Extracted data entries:
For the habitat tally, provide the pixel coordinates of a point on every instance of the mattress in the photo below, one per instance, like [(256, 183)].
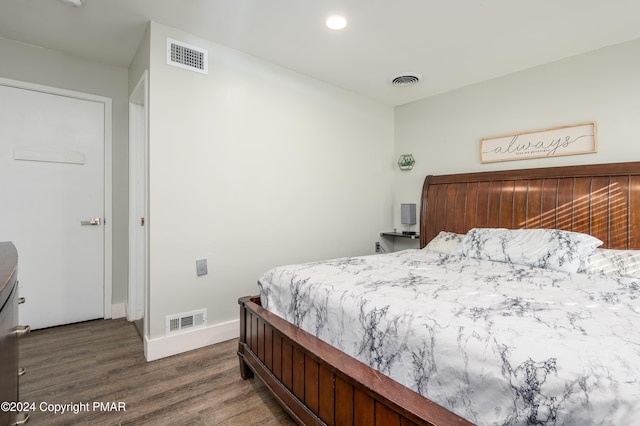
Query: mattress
[(496, 343)]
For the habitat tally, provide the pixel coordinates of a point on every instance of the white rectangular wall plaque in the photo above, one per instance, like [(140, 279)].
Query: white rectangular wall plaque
[(553, 142)]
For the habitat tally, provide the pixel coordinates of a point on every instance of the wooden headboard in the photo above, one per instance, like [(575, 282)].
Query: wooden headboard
[(602, 200)]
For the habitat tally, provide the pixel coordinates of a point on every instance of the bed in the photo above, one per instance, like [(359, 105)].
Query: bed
[(320, 384)]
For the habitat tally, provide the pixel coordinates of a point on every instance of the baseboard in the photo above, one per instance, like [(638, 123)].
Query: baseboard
[(118, 310), (172, 345)]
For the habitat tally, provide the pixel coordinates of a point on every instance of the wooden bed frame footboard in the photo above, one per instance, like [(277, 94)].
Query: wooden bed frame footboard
[(318, 384)]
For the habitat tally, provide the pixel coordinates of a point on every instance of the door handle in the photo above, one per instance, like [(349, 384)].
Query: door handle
[(94, 221)]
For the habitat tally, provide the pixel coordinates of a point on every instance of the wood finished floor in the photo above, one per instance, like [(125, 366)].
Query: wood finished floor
[(103, 361)]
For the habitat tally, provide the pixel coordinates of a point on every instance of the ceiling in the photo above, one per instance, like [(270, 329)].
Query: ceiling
[(452, 43)]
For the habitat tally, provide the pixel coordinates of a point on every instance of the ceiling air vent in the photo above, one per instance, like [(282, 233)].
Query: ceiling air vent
[(405, 79), (183, 55)]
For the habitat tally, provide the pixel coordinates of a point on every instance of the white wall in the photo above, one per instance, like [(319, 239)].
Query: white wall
[(254, 166), (443, 132), (50, 68)]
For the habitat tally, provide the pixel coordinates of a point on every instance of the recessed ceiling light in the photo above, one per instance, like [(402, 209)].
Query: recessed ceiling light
[(336, 22)]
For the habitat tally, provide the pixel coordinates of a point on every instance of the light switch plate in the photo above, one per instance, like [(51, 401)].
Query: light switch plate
[(201, 267)]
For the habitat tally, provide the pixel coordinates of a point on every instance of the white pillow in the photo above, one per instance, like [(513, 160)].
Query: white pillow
[(617, 263), (445, 242), (543, 248)]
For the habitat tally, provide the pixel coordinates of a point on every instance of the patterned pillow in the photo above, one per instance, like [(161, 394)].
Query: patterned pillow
[(543, 248), (445, 242), (617, 263)]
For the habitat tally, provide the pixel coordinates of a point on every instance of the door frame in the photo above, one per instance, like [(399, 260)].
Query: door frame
[(107, 215), (138, 306)]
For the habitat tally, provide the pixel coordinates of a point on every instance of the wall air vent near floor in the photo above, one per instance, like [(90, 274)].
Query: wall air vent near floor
[(186, 56), (185, 321)]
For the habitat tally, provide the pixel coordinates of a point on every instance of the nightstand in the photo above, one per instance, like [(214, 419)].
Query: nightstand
[(400, 235)]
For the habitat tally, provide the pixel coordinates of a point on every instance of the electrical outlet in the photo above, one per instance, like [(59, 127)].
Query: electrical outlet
[(201, 267)]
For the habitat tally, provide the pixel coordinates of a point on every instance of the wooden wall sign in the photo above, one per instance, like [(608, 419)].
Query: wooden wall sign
[(553, 142)]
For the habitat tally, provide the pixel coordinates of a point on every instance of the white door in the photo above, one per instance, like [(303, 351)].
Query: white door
[(52, 186)]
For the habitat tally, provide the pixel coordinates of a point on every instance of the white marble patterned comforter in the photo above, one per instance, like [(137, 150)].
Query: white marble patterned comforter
[(497, 343)]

BRIEF:
The expected answer is the data retyped exactly, without pictures.

SOLUTION TO THIS TASK:
For the habitat tally, provide the pixel coordinates of a point on every instance of the mattress in the photo below, one per instance, like [(256, 183)].
Query: mattress
[(496, 343)]
For the habitat tally, provide the pixel coordinates of a point on every instance of the white rectangular wall plaque in the photo above, one per instance, like [(140, 279)].
Query: white rectangular wall plaque
[(553, 142)]
For the habitat tally, provide the pixel coordinates of a point on every instance of the wooden headboard in the photo above, one per instance, like [(575, 282)].
Query: wooden headboard
[(602, 200)]
For the habitat tally, provide the pixel coordinates of a point on every instance of the bed in the photo above, one per instance, like [(359, 105)].
Query: bed
[(320, 384)]
For the habitat tally, provide the pixel coordinates of a point on every instance of the baseboard in the photo above, one per instance, like [(638, 123)].
Query: baseboard
[(118, 310), (172, 345)]
For the habitat tally, provide the pixel coordinates of a point on every instance of the wooden bed frame footboard in the photo above, one per instance, like [(277, 94)].
Query: wooden bed frame footboard
[(318, 384)]
For the habitat tally, provide the pixel coordinates of a point on every instance of the door handle in the photo above, one per instance, like [(349, 384)].
Query: door handle
[(94, 221)]
For the habitat tally, provide the pixel coordinates of a point on every instance of the wood finished floor in the photo above, one per instance, like [(125, 366)].
Query: wood finished floor
[(103, 361)]
For the habitat tally, provide the pixel coordinates of a point on every instance of the ceiling in the photo above, one per instance, like [(270, 329)].
Query: ceiling
[(452, 43)]
For the habitat tally, provide the pixel coordinates of a point on every instance of the ceiling air vent in the photo above, one per instance, like [(282, 233)].
Query: ceiling air vent
[(405, 79), (183, 55)]
For the habitat tally, provide the pixel coordinates of a point on every instance of the white wall in the photo above, one per instance, like [(319, 239)].
Query: white wall
[(254, 166), (443, 132), (50, 68)]
For the habitat tally, provide the pixel coordinates of a point on every instance of the recessed ceiling light in the photo above, one per instance, like [(402, 209)].
Query: recessed ceiling light
[(336, 22)]
For the habitat tally, provide the pixel coordinates of a point on every instance of the light switch plate in the photo above, one per instance, like [(51, 401)].
Query: light switch plate
[(201, 267)]
For the habitat tally, provide the pixel coordinates of a point on every instance of the white pillow in the photo above, one per instance, like [(513, 160)].
Query: white pillow
[(617, 263), (445, 242), (543, 248)]
For the habitat tally, provide the pixel coordinates of a point on every instance of the patterned pillow in the photo above, one per instance, like [(161, 394)].
Query: patterned pillow
[(543, 248), (445, 242), (617, 263)]
For the habitat tally, provide the pixel coordinates of a point on every instance of the door frame in the photo above, one per instance, like [(399, 260)].
Query: door frame
[(107, 215), (138, 306)]
For the habitat tally, provide the pixel coordinates of a point on every instance of the wall air vent near floor in the photo above, one per instance, like [(90, 274)].
Query: wall air vent near floor
[(186, 56), (185, 321)]
For the habitat tally, provide the pixel coordinates of a point on every instance of the nightstand in the photo above, one per instance, like [(214, 419)].
Query: nightstand
[(400, 235)]
For the habitat tally, provide the pixel coordinates of a point on every instance of the electrical outlet in the photo above, one per instance, like [(59, 127)].
Query: electrical outlet
[(201, 267)]
For the habitat tally, provide the pixel coordinates of a point on every instance of the wooden wall sign in the photo above, one per instance, like [(608, 419)].
Query: wooden wall sign
[(553, 142)]
For the habitat tally, provide the pixel coordinates of a point on every instance of the white door in the photo above, one per instance, like [(303, 351)].
Query: white door
[(52, 186)]
For the habitat tally, provide the pixel coordinates of a point on every instance of the white marble patterned comforter in the photo above, one per instance, like [(137, 150)].
Query: white marble patterned comforter
[(497, 343)]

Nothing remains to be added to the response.